TEXTO FORNECIDO ▸
___
7. O testemunho da Contabilista certificada CC (que não foi indicada pela insolvente ou pelo seu gerente) foi fundamental para compreender o sucedido com esta sociedade e a ausência de culpa (ou pelo menos de culpa grave ou dolo) do Sr. BB.

8. O gerente da insolvente tudo fez para inverter a situação em que sociedade se encontrava, procurando honrar, dentro do possível, todos os seus compromissos – evolução que é visível nestes autos, como raramente será nos demais processos de insolvência.

9. Além das entidades públicas, que se encontram regularizadas (com acordos em cumprimento), apenas são reconhecidas duas letras vencidas em 2009, que a insolvente realmente não conseguiu juntar os comprovativos do seu pagamento (por não os encontrar), mas cuja prescrição foi alegada.
___
EXERCÍCIO PROPOSTO 1 ▸
Com base no texto fornecido, responda:
(a) Por quem a contabilista certificada CC não foi indicada?
(b) Em que ano venceram as duas letras reconhecidas?
(c) O que foi alegado em relação a essas duas letras?
EXERCÍCIO PROPOSTO 2 ▸ Copie todos os trechos do texto fornecido que aparecem entre parênteses.

DADOS FORNECIDOS ▸
___
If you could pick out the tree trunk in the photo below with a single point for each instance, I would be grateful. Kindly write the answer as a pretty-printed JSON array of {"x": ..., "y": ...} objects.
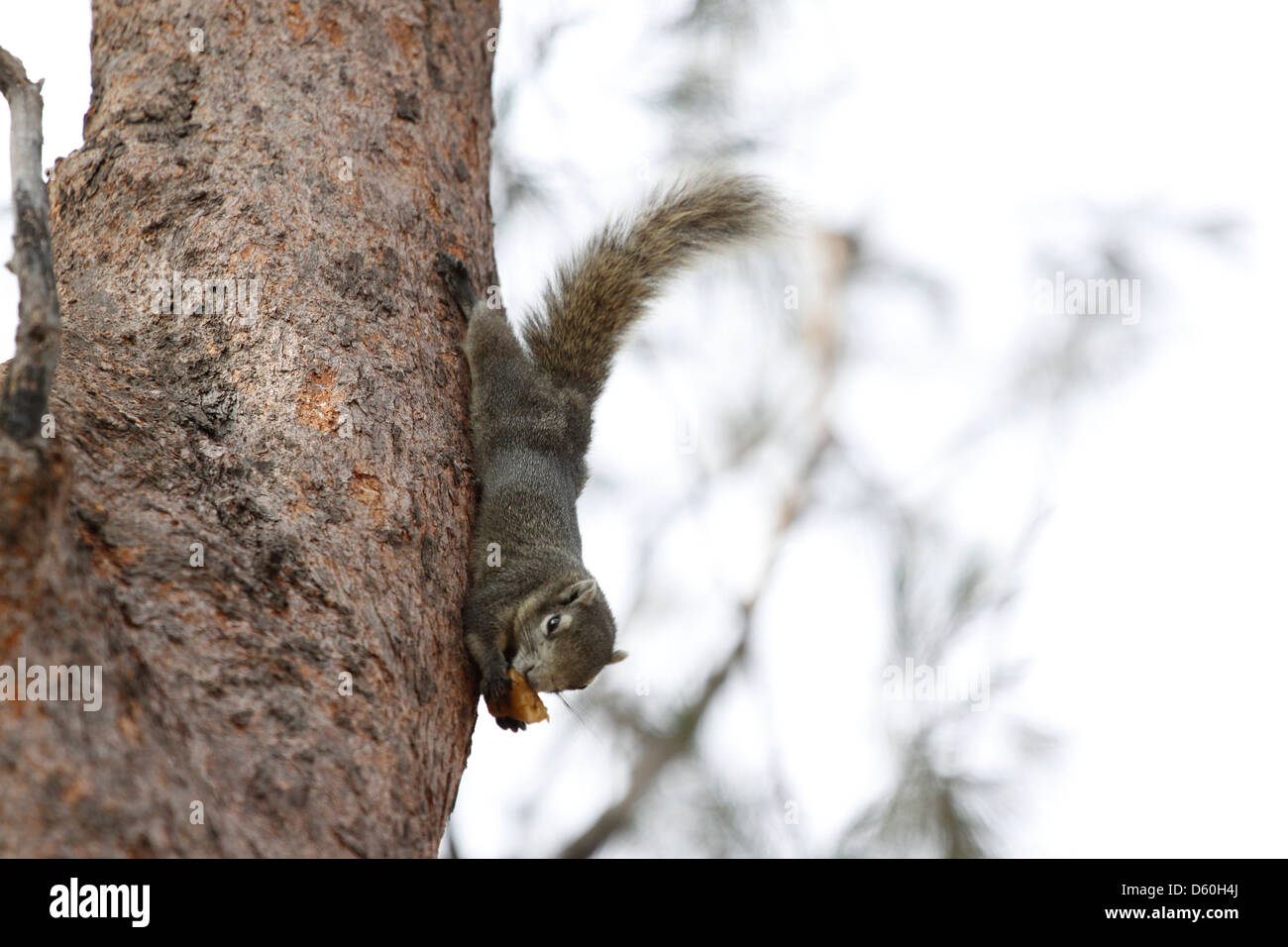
___
RESPOSTA FINAL 1 ▸
(a) Pela insolvente e pelo seu gerente.
(b) Em 2009.
(c) A prescrição.

RESPOSTA FINAL 2 ▸
(que não foi indicada pela insolvente ou pelo seu gerente)
(ou pelo menos de culpa grave ou dolo)
(com acordos em cumprimento)
(por não os encontrar)